## [TEXT SEGMENT]
--------------------------------------------------

A couple days ago, LeShallowGal wrote a hilarious post outlining her son's idea of how a baby enters into the world. It brought back memories of when my kids had similar questions.
Long ago and far away, Number One Son was a little guy of 6 or so. This little guy was one of those kids who asked questions. Deeper questions than I was prepared to answer.
One day in the car he was quiet for a long time and then came the question from the back seat, "Mama? Is the world the back of God's hand?"
On another occasion--without provocation--he suddenly asked, "Mama, how does a mama get a baby in her tummy?"
Not a quick thinker on my feet, I hearkened back to a conversation I once had with my hubby's cousin, Sunny.
Sunny is one of those people who is friendly and easy to talk to, but she's not exactly the brightest bulb in the chandelier. Or, a better way to put it is: she's really dumb.
She had told me about explaining the birds and bees to her child. Actually, "explaining" is a bit of a stretch.
"Jackson asked about how babies are made and I told him that the daddy gives the mommy a seed and the seed grows in the mommy's tummy and becomes a baby."
Evidently, Jackson is not exactly the brightest bulb in the chandelier either because he accepted his mother's interpretation without further thought or question.
So--back to me driving with little Number One Son in the back seat asking me how babies are made: I panicked and fell back on the story Sunny had given her kid.
"Well," I hesitantly started, "the daddy gives the mommy a seed and the seed grows in the mommy's tummy and becomes a baby?"

--------------------------------------------------

## [GIVEN DATA]

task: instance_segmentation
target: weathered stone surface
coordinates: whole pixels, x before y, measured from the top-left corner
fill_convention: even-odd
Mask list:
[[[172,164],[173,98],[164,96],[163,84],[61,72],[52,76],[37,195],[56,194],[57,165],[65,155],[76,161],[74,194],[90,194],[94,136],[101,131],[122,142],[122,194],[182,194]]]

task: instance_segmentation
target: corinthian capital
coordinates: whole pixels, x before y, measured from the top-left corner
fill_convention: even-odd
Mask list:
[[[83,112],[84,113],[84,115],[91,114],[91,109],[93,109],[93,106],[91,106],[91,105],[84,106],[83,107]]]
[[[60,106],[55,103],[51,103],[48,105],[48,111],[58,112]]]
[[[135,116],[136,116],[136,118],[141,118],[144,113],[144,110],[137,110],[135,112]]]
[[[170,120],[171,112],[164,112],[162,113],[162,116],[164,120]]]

--------------------------------------------------

## [WRITTEN REQUEST]
In the post about a child's question on where babies come from, shorten the paragraph that begins "Long ago and far away" to a single sentence that keeps its main facts.

## [FINAL ANSWER]
When Number One Son was about 6, he was a child who asked questions deeper than I was prepared to answer.